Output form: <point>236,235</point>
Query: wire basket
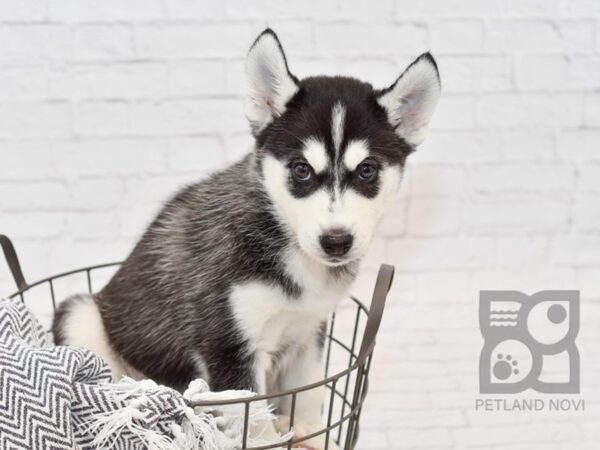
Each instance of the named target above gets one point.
<point>349,344</point>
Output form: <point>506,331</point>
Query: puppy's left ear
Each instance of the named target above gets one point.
<point>269,83</point>
<point>411,100</point>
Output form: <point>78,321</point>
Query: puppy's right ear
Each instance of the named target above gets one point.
<point>269,83</point>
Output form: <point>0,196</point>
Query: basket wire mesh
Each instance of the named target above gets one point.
<point>348,354</point>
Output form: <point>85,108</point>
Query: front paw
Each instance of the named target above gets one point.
<point>302,429</point>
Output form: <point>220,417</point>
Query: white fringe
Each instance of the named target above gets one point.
<point>218,427</point>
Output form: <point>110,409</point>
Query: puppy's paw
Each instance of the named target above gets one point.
<point>302,429</point>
──────
** Task directions **
Copy all of the entries above verbatim, leaving out the picture.

** Task answer **
Output form: <point>236,235</point>
Query: wire basket
Each instance of the named target above gets one point.
<point>349,344</point>
Output form: <point>506,331</point>
Query: puppy's left ear
Each instance of the named target above gets one point.
<point>269,83</point>
<point>411,100</point>
Output form: <point>78,321</point>
Query: puppy's right ear
Each instance of the named target above gets one point.
<point>269,83</point>
Output form: <point>0,196</point>
Query: basket wire mesh
Each instance of the named target above gets one point.
<point>348,354</point>
Output form: <point>85,108</point>
Query: front paw
Each instance of the named target above gets one point.
<point>302,429</point>
Output form: <point>220,417</point>
Query: white fringe
Each instance of the named target above gets one point.
<point>218,427</point>
Output form: <point>110,409</point>
Query: puppy's paw
Each instance of the named target above gets one point.
<point>302,429</point>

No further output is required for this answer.